Begin at the line that has "surface, one per animal or object that matches.", stop after the line that has "cloud, one per animal or object that matches.", and print exactly those lines from the records below, without any pictures.

Data under study:
-------

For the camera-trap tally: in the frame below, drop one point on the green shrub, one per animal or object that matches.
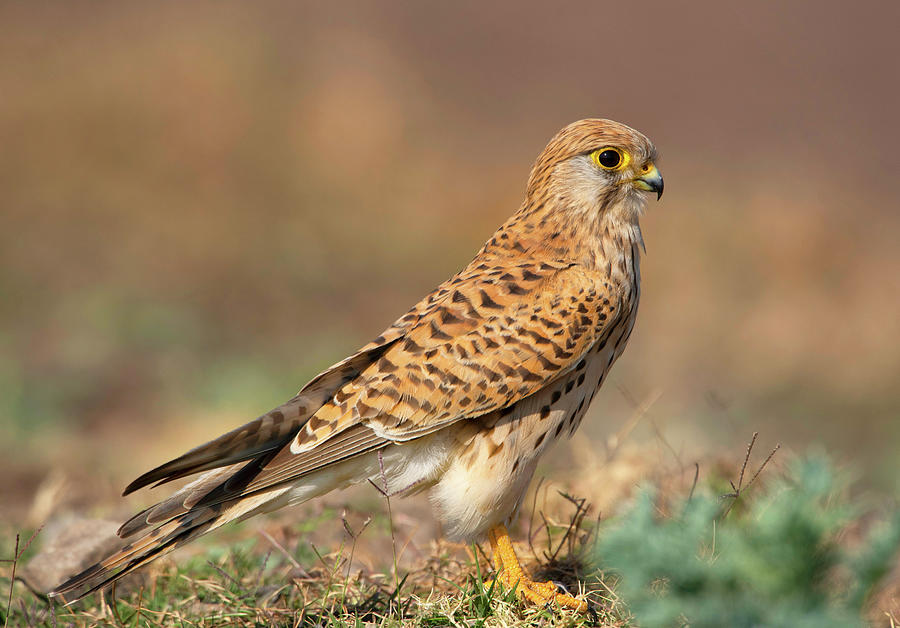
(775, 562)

-------

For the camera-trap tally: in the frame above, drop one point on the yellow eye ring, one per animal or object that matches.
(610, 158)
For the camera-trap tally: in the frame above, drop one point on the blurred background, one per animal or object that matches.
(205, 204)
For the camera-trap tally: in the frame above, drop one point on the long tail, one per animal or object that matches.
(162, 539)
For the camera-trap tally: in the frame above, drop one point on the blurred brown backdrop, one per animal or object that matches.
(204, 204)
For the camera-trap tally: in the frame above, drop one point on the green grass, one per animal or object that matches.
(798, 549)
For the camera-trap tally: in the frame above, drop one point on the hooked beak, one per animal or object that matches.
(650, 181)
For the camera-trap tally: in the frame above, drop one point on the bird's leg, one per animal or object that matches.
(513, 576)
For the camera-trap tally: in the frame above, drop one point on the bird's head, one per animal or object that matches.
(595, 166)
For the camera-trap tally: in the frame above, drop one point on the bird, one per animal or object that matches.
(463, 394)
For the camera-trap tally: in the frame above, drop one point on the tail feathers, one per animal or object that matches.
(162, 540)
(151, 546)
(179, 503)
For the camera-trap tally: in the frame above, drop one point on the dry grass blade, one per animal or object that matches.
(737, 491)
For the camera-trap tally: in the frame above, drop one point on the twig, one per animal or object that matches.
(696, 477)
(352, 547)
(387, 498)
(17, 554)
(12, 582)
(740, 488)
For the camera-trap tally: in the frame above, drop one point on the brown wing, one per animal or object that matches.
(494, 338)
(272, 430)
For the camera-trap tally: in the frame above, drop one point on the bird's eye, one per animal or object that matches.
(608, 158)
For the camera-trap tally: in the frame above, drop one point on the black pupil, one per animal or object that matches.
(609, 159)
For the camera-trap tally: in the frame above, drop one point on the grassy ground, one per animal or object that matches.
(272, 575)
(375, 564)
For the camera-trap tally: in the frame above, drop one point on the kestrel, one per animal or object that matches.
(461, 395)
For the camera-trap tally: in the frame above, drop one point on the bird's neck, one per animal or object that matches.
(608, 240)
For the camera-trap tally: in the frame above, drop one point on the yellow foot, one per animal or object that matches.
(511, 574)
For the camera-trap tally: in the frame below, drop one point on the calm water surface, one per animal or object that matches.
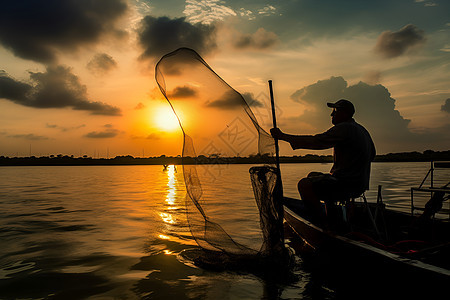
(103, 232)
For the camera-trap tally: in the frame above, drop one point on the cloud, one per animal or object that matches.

-------

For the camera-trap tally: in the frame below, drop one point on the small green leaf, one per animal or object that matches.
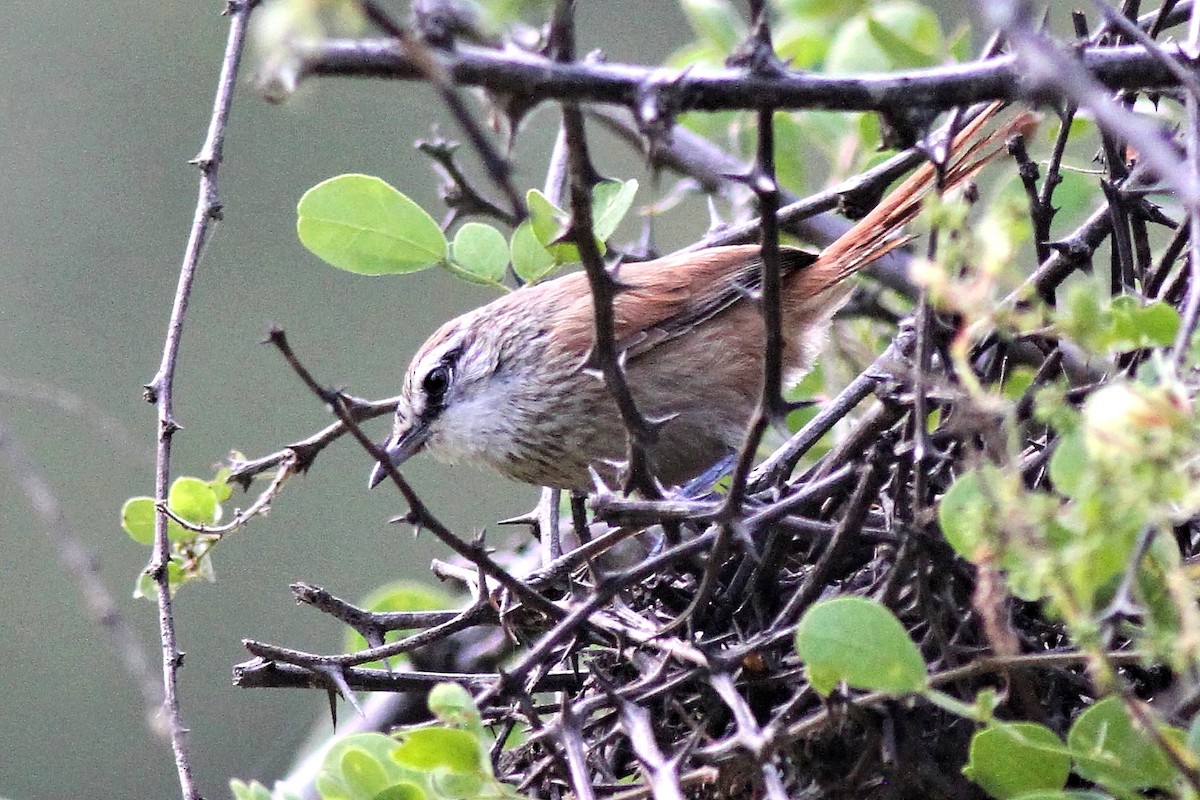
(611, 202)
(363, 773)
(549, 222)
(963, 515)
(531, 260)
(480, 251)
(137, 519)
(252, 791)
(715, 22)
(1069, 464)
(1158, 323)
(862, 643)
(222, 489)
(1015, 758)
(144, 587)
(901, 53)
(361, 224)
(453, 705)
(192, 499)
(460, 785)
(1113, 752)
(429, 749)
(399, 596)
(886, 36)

-------

Result of this exercise:
For the camera-trap tally: in the frame below, drop one point on the calm water surface, one per animal or object that matches.
(103, 232)
For the camera-trap tally: in the frame above, drop one point on the cloud, one per animal or object that matches.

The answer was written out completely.